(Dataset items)
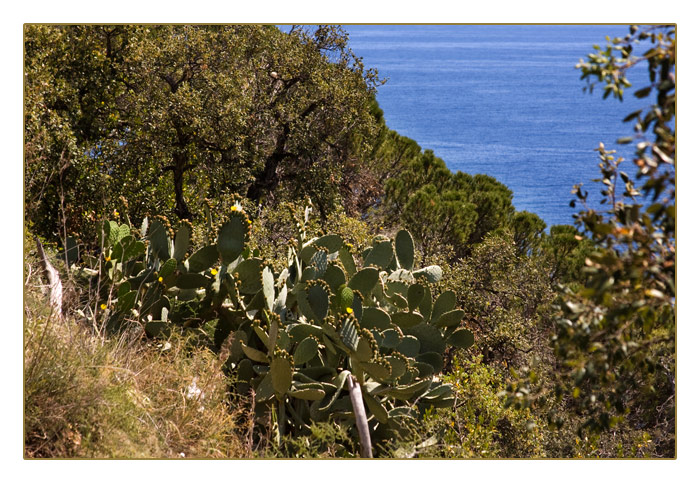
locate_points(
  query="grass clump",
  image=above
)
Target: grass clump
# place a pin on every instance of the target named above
(87, 395)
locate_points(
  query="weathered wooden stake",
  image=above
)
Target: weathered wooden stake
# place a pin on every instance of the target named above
(55, 285)
(360, 417)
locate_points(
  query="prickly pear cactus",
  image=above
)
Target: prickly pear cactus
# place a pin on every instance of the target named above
(295, 336)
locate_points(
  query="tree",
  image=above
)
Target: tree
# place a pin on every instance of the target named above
(616, 334)
(197, 111)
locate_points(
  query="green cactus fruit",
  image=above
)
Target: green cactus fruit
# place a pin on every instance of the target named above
(282, 371)
(301, 331)
(366, 347)
(265, 390)
(319, 262)
(345, 298)
(432, 273)
(155, 308)
(123, 289)
(406, 320)
(376, 408)
(283, 340)
(157, 328)
(232, 237)
(398, 301)
(334, 276)
(191, 280)
(404, 249)
(331, 242)
(256, 303)
(144, 227)
(202, 259)
(318, 299)
(357, 308)
(306, 350)
(254, 354)
(133, 248)
(424, 369)
(248, 272)
(450, 319)
(279, 305)
(379, 369)
(396, 287)
(444, 303)
(390, 339)
(182, 242)
(438, 392)
(268, 287)
(348, 332)
(409, 346)
(244, 371)
(401, 275)
(126, 302)
(329, 344)
(410, 391)
(318, 373)
(262, 335)
(432, 358)
(461, 338)
(167, 268)
(224, 327)
(375, 318)
(236, 352)
(381, 255)
(339, 383)
(364, 280)
(415, 295)
(398, 366)
(348, 261)
(429, 337)
(307, 394)
(160, 241)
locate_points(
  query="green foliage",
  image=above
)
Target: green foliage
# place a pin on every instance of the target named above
(463, 208)
(369, 327)
(478, 426)
(616, 333)
(165, 115)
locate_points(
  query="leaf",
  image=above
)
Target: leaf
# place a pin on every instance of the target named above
(450, 319)
(305, 351)
(445, 302)
(232, 237)
(254, 354)
(364, 280)
(404, 249)
(462, 338)
(281, 371)
(202, 259)
(432, 273)
(182, 242)
(406, 319)
(380, 255)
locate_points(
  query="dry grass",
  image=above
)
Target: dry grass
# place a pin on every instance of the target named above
(91, 396)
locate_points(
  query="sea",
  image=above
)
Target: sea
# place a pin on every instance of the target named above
(503, 100)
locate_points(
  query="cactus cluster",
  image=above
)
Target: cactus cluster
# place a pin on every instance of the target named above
(295, 336)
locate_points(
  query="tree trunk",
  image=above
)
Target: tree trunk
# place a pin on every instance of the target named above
(178, 168)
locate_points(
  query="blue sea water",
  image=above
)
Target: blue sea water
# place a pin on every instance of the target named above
(502, 100)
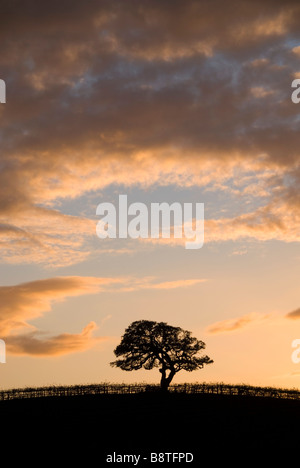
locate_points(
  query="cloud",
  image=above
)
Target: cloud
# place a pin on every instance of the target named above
(181, 93)
(231, 325)
(294, 315)
(22, 303)
(31, 344)
(27, 301)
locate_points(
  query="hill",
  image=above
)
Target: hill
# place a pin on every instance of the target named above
(99, 425)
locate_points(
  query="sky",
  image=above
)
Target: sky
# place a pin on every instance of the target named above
(163, 101)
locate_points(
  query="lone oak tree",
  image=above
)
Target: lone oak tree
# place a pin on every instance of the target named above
(146, 344)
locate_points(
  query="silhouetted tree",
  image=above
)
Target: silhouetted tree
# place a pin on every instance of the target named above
(146, 344)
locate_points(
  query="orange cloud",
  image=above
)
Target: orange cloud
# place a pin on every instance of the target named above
(31, 344)
(294, 315)
(231, 325)
(25, 302)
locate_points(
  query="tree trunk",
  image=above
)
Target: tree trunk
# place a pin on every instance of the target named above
(165, 381)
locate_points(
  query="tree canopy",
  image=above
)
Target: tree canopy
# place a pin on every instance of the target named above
(147, 344)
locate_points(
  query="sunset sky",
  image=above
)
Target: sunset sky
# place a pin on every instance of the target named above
(165, 101)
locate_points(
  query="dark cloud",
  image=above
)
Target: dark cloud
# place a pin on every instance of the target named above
(120, 88)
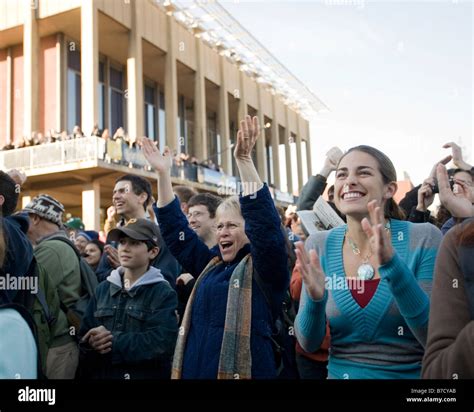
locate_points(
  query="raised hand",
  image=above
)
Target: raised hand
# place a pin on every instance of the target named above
(100, 339)
(333, 156)
(443, 161)
(160, 162)
(380, 240)
(246, 137)
(425, 195)
(457, 156)
(18, 177)
(311, 271)
(458, 206)
(111, 212)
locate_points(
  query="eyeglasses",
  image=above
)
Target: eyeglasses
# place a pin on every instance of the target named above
(230, 226)
(195, 214)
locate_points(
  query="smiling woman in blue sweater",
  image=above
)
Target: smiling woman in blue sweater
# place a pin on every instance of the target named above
(227, 325)
(370, 278)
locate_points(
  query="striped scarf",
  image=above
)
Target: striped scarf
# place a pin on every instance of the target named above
(235, 361)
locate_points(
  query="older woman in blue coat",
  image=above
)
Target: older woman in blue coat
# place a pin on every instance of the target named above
(227, 324)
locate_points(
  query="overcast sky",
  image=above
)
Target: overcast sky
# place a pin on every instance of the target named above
(397, 75)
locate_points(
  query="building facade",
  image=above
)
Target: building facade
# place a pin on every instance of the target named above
(140, 65)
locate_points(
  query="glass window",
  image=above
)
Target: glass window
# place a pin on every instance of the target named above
(73, 99)
(150, 112)
(73, 87)
(182, 132)
(101, 93)
(117, 107)
(116, 110)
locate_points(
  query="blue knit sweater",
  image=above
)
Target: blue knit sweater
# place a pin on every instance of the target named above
(267, 246)
(386, 339)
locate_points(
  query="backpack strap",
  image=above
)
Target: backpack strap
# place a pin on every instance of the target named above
(63, 239)
(466, 262)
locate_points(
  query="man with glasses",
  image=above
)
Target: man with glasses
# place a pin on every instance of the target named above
(201, 216)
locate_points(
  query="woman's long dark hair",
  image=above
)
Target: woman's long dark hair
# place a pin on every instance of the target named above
(389, 174)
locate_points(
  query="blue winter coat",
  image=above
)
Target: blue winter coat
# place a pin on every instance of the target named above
(19, 253)
(267, 246)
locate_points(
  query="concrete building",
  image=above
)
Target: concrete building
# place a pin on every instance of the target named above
(181, 74)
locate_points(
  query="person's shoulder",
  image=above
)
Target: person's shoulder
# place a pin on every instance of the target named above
(318, 240)
(60, 247)
(423, 233)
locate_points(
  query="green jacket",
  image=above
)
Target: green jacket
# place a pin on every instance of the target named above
(62, 266)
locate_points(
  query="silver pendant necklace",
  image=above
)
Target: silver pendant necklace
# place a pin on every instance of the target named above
(365, 271)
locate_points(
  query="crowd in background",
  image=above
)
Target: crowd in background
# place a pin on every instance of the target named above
(236, 275)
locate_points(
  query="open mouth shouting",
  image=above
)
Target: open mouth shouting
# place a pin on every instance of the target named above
(352, 195)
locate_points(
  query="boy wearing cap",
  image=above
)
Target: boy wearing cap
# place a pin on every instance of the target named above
(129, 330)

> What you should do:
Repeat the data exactly, excluding the pictures.

> Task answer:
locate_points(
  query="grass clump",
  image=above
)
Target: grass clump
# place a pin on every instance of the target named above
(87, 395)
locate_points(
  query="weathered wooden stake",
  image=above
)
Target: weathered wooden stake
# place a pin on every instance of the target named above
(55, 285)
(360, 417)
locate_points(
  query="prickly pear cactus",
  image=above
)
Target: prickly pear cactus
# place a pin on every instance of the target named above
(295, 336)
locate_points(
  query="tree",
  image=above
)
Target: tree
# place a pin on every instance of the target named above
(616, 334)
(197, 111)
locate_points(
  query="green cactus fruit",
  image=above
)
Target: green cactus fruit
# place a pin on every instance of the target named above
(282, 371)
(301, 331)
(366, 347)
(265, 390)
(319, 262)
(345, 298)
(432, 273)
(155, 308)
(123, 289)
(406, 320)
(376, 408)
(283, 340)
(157, 328)
(232, 237)
(398, 301)
(334, 276)
(191, 280)
(404, 249)
(331, 242)
(256, 303)
(144, 227)
(202, 259)
(318, 299)
(357, 308)
(306, 350)
(254, 354)
(133, 248)
(424, 369)
(248, 272)
(450, 319)
(279, 305)
(379, 369)
(396, 287)
(444, 303)
(390, 339)
(182, 242)
(438, 392)
(268, 287)
(348, 332)
(409, 346)
(244, 371)
(401, 275)
(126, 302)
(329, 344)
(410, 391)
(318, 373)
(262, 335)
(432, 358)
(461, 338)
(167, 268)
(224, 327)
(375, 318)
(236, 352)
(381, 255)
(339, 383)
(364, 280)
(415, 295)
(398, 366)
(348, 261)
(429, 337)
(307, 394)
(160, 241)
locate_points(
  query="green foliage",
  image=above
)
Target: green foliage
# place a pin on every instance of the target named above
(463, 208)
(369, 327)
(478, 426)
(616, 333)
(165, 115)
locate_points(
  query="leaf",
  image=above
)
Target: leaf
# place a pin on every instance of the target named above
(450, 319)
(305, 351)
(445, 302)
(232, 237)
(254, 354)
(364, 280)
(404, 249)
(462, 338)
(281, 371)
(202, 259)
(432, 273)
(182, 242)
(406, 319)
(380, 255)
locate_points(
  query="dry grass",
  image=above
)
Target: dry grass
# place a pin on every instance of the target named above
(91, 396)
locate_points(
  query="sea",
  image=above
)
Target: sea
# place a pin on every instance of the target named above
(503, 100)
locate_points(
  query="cactus cluster",
  image=above
)
Target: cactus cluster
# place a pin on every instance of the target named above
(295, 336)
locate_points(
  query="tree trunk",
  image=above
)
Target: tree trunk
# place a pin on every instance of the target named above
(178, 168)
locate_points(
  query="blue sea water",
  image=above
)
Target: blue sea water
# place a pin on every instance of the target named above
(502, 100)
locate_points(
  query="cloud",
  image=above
)
Target: cloud
# place a pin on every instance of the target named above
(181, 93)
(231, 325)
(294, 315)
(22, 303)
(31, 344)
(27, 301)
locate_points(
  query="hill",
  image=above
)
Target: hill
# place a pin on every instance of the target named above
(99, 425)
locate_points(
  query="sky",
  image=above
)
Target: sky
# place a pin on every instance of the target named above
(163, 101)
locate_points(
  query="lone oak tree",
  image=above
)
Target: lone oak tree
# place a pin on every instance of the target named above
(146, 344)
locate_points(
  query="silhouetted tree",
  image=above
)
Target: silhouetted tree
# place a pin on every instance of the target named above
(146, 344)
locate_points(
  query="orange cloud",
  image=above
)
Target: orange cloud
# place a pin on every instance of the target named above
(31, 344)
(294, 315)
(231, 325)
(25, 302)
locate_points(
  query="tree trunk",
  image=above
)
Target: tree trunk
# place a pin on every instance of the target named above
(165, 381)
locate_points(
  query="tree canopy",
  image=above
)
Target: tree canopy
# place a pin on every instance of the target named above
(147, 344)
locate_points(
  query="sunset sky",
  image=above
)
Target: sunset sky
# place a pin on every instance of the target named above
(165, 101)
locate_points(
  query="dark cloud",
  image=above
)
Target: dark cloud
# place a pin on every instance of the target named above
(120, 88)
locate_points(
  query="raised hand",
  image=above
)
Target: raised hand
# place a pin on every instance of the target named above
(100, 339)
(333, 156)
(443, 161)
(160, 162)
(380, 240)
(246, 137)
(425, 195)
(457, 156)
(18, 177)
(311, 271)
(458, 206)
(111, 212)
locate_points(
  query="eyeglasses",
  image=above
)
Target: eyeglasses
# place a pin on every instance of the target named above
(230, 226)
(195, 214)
locate_points(
  query="smiling woman in blue sweater",
  image=above
)
Target: smiling woman in blue sweater
# place a pin on every instance of the target named above
(227, 325)
(370, 278)
locate_points(
  query="striped scarf",
  image=above
)
Target: striped scarf
# place a pin on every instance of the target named above
(235, 361)
locate_points(
  query="older woman in blue coat",
  image=above
)
Target: older woman in blue coat
# place a pin on every instance of the target named above
(227, 324)
locate_points(
  query="overcast sky",
  image=above
)
Target: overcast sky
# place a pin on every instance of the target named above
(397, 75)
locate_points(
  query="building facade",
  image=above
)
Target: building facade
# place a pin on every instance of the target named above
(140, 65)
locate_points(
  query="glass window",
  image=above
)
Target: glass window
# place a pin on every instance of the target named above
(73, 99)
(150, 112)
(73, 87)
(182, 132)
(101, 93)
(117, 107)
(116, 110)
locate_points(
  query="blue knit sweater",
  image=above
)
Target: blue knit sweater
# place a pin on every instance of the target named above
(267, 246)
(386, 339)
locate_points(
  query="backpack strap",
  image=above
)
Target: backpack strap
# place a pin on every instance of the target named above
(63, 239)
(466, 262)
locate_points(
  query="man with glasses",
  image=above
)
Target: man with glasses
# place a pin on every instance of the target named above
(201, 216)
locate_points(
  query="woman's long dark hair",
  image=above
)
Target: woman's long dark hair
# place a pin on every instance of the target named above
(389, 174)
locate_points(
  query="blue winter coat",
  image=above
)
Target: blue winter coat
# place a pin on every instance of the target named above
(19, 253)
(267, 246)
locate_points(
  query="concrete building",
  image=above
)
Target: concrete building
# place a pin on every instance of the target named above
(181, 74)
locate_points(
  query="person's shoulder",
  image=above
)
Target: person's shoulder
# place a pin on every instance of the target named above
(318, 240)
(60, 247)
(423, 233)
locate_points(
  query="green jacket",
  image=above
)
Target: green jacket
# place a pin on every instance of the target named above
(62, 266)
locate_points(
  query="silver pendant necklace",
  image=above
)
Target: silver pendant necklace
# place a pin on every instance of the target named above
(365, 271)
locate_points(
  query="crowd in background",
  image=above
)
Target: crowd in background
# place a pin on every instance of the target named above
(236, 275)
locate_points(
  query="open mouth shouting",
  image=above
)
Target: open mouth shouting
# place a pin on every instance of the target named above
(352, 195)
locate_points(
  query="boy wearing cap",
  image=above
)
Target: boy wearing cap
# place a pin on every instance of the target named above
(129, 330)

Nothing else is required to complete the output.